Oh boy!… here we go (401Ks and your retirement)

What a mess!



The Obama administration is weighing how the government can encourage workers to turn their savings into guaranteed income streams following a collapse in retiree accounts when the stock market plunged.”

In case you are unable to see what is happening, this is an attempt at propping up the treasury market. Remember when I wondered who might be able to absorb $1.8Trillion in new US debt in this comment? It looks very much like it is going to be you.

Very succinctly: in a fiat monetary system, government MUST manipulate interest rates lower so that it may borrow progressively more in order to satisfy it’s spending requirements and boost nominal GDP. But interest rates cannot go below zero (ok, the real interest rate may be below zero as it has been in the recent past but that’s something for another time). Once at zero, government total outstanding debt is horrendous so that, at that point, it becomes vital for government to keep interest rates low; and I mean VITAL.

FRED Graph

BUT!!  As other sovereigns are at once leery of the financial health of other sovereigns AND have to content with many of the same problems that their peers have to contend with, they may no longer be willing or able to purchase each other’s sovereign debt as contemplated by a floating exchange rates mechanism.

If nobody is buying sovereign debt, then, perforce, interest rates would rise naturally.

## Supplied information

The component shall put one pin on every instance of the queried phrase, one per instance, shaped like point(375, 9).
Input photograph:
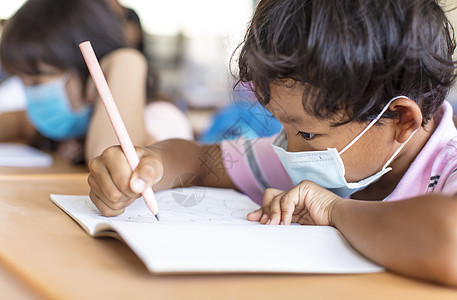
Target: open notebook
point(205, 230)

## Exercise details
Continue the post about 401Ks and retirement savings, starting right after its last sentence.

## Task output
But in a situation where the state is overburdened by debt, a rise in interest rates spells bankruptcy.

So! What are you going to do?

The only way to keep interest rates low is to induce someone to keep buying your debt.

But if inducement is not working, then you force them.

And who can government force to do that short of going to war with other nations?

Why! It’s the person reading this note.

Interest rates at historic lows have only one way to go… and that is up….
Of course, if interest rates should rise as surely they will because the market will ensure they will, all the money invested in treasuries and bonds at this particular stage of the interest rate cycle, will evaporate.
Government “encouraging” you to opt for annuities is a boondoggle. It is a two pronged boondoggle come to that. Your savings go to the insurers (and by the way the government is already the largest insurer in the land as they own AIG) and the insurers must plow this money in Treasuries and Bonds in order to satisfy the annuities stream.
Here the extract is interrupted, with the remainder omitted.